* Kutipan Halaman:
Kebanyakan rakyat yang tinggal di sana bahkan tak tahu ada sebuah negara
bernama Laos. Mereka hanya tahu desa kecil tempat mereka tinggal dan desa kecil
di dekatnya.
Akan tetapi
segera setelah revolusi sosial level rendah mulai berkembang di sana,
Washington menundukkan Laos dengan pengeboman rahasia yang membunuh secara
massif, menyapu habis area pemukiman, dan dinyatakan sebagai sebuah operasi
yang tak berhubungan dengan AS yang tengah memerangi Vietnam Selatan.
Grenada
adalah sebuah negara penghasil pala dengan seratus ribu penduduk yang
wilayahnya bahkan sulit ditemukan dalam peta. Namun ketika benih-benih revolusi
sosial mulai muncul di Grenada, Washington bergerak cepat untuk menghancurkan
ancaman tersebut.
Dari
Revolusi Bolshevik 1917 sampai runtuhnya pemerintahan-pemeirntahan komunis di
Eropa Timur pada ahir 1980an, sah-sah saja bagi AS untuk mengklaim bahwa setiap
serangan merupakan aksi pertahanan terhadap ancaman Uni Soviet. Maka ketika
menginvasi Grenada pada 1983, Kepala Staf Gabungan menjelaskan bahwa di tengah
serangan Soviet atas Eropa Barat, sikap tidak kooperatif Grenada akan
merintangi pasokan minyak dari Karibia ke Eropa Barat dan membuat AS tidak
dapat melindungi sekutu-sekutunya yang terkepung. Mungkin ini terdengar lucu,
tetapi cerita semacam itu membantu mobilisasi dukungan public untuk tindakan
agresi, terror dan subversi.
Tak peduli apakah mereka liberal atau konservatif,
media-media utama dikuasai oleh korporasi raksasa yang dimiliki oleh dan
berjejaring dengan para kongomerat yang bahkan lebih besar lagi. Seperti
korporasi lainnya, mereka menjual produk ke pasar.
Pasar adalah
para pengiklan –yakni kelompok bisnis yang lain. Sementara produknya adalah
para audiens. Bagi para elite media yang merancang agenda dasar yang kemudian
diadopsi media lain, produk itu lebih jauh lagi, adalah audiens yang secara
relative memiliki hak-hak istimewa.
Karenanya
ada korporasi besar yang menjual audiens yang kaya dan istimewa kepad
perusahaan lain. Tak mengherankan gambaran dunia yang ditampilkan merefleksikan
kepentingan yang sempit dan bias, serta mengakomodasi nilai-nilai yang dipegang
oleh para penjual, pembeli dan produk itu sendiri.

* Data Tersimpan:

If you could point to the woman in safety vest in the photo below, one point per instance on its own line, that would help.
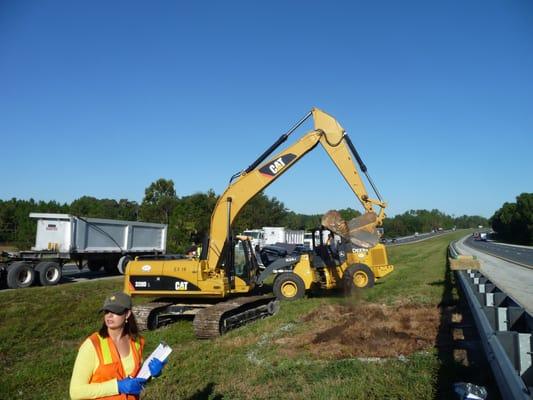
(108, 359)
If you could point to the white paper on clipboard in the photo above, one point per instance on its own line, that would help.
(161, 352)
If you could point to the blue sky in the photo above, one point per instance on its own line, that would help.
(102, 98)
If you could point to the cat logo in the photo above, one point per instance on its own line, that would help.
(180, 285)
(274, 167)
(277, 165)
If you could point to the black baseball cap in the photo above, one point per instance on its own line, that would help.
(117, 303)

* Ringkasan Tugas A: Dalam tulisan tentang campur tangan AS dan media, berapa jumlah penduduk Grenada?
* Ringkasan Tugas B:
Cocokkan setiap pernyataan berikut dengan tulisan tentang campur tangan AS dan media. Jawab ya atau tidak, lalu kutip kata-kata dari tulisan itu yang menentukan jawabannya.
(i) AS menginvasi Grenada pada tahun 1983.
(ii) Bagi media, pasarnya adalah para audiens.
(iii) Kebanyakan rakyat yang tinggal di Laos tahu ada negara bernama Laos.
* Ringkasan Tugas C: Tuliskan lanjutan tulisan tentang campur tangan AS dan media, mulai setelah kalimat terakhirnya.

* Jawaban Benar A: Seratus ribu penduduk.

* Jawaban Benar B:
(i) Ya: "menginvasi Grenada pada 1983"
(ii) Tidak: "Pasar adalah para pengiklan"
(iii) Tidak: "Kebanyakan rakyat yang tinggal di sana bahkan tak tahu ada sebuah negara bernama Laos"

* Jawaban Benar C:
000
Hampir
sepanjang abad 20, Amerika menjadi kekuatan ekonomi dunia yang dominan dan tak
terjangkau. Hal itu membuat perang ekonomi menjadi senjata yang mematikan,
termasuk aneka tindakan seperti embargo illegal sampai penguatan aturan IMF
(bagi negara-negara yang lemah).
Namun dalam
dua puluh tahun terakhir, ekonom AS relative mundur dibandingkan dengan Jepang
dan Eropa dibawah komando Jerman (berkat mismanajemen ekonomi pada masa
pemerintahan Presiden Reagan yang memanjakan orang-orang kaya dengan
membebankan biaya kepada mayoritas populasi dan generasi-generasi masa depan).
Namun pada saat yang sama, kekuatan militer AS unggul secara mutlak.
Selama Uni
Soviet masih ada, ada batasan mengenai seberapa besar kekuatan yang bisa
dipakai oleh AS, terutama di area-area jauh yang tidak dikuasai AS secara
langsung. Lantaran Uni Soviet biasa mendukung pemerintah dan gerakan-gerakan
politik yang ingin dihancurkan oleh AS.
Muncul
kekhawatiran bahwa intervensi AS di dunia ketiga bisa meledak menjadi perang
nuklir. Dengan runtuhnya Soviet, AS menjadi bisa lebih bebas menggunakan
kekerasan di seluruh dunia, sebuah fakta yang diketahui dengan baik oleh para
analis kebijakan AS semenjak beberapa tahun sebelumnya.
Dalam pelbagai
konfrontasi, setiap pihak mencoba menggeser ke domain dengan lebih banyak
kemungkinan untuk menang. JIka Anda ingin memimpin, mainkanlah kartu andalan
Anda. Kartu andalan Amerika Serikat adalah kekuatan –jika AS bisa menegakkan
prinsip sehingga kekuatan menguasai dunia, itu adalah kemenangan.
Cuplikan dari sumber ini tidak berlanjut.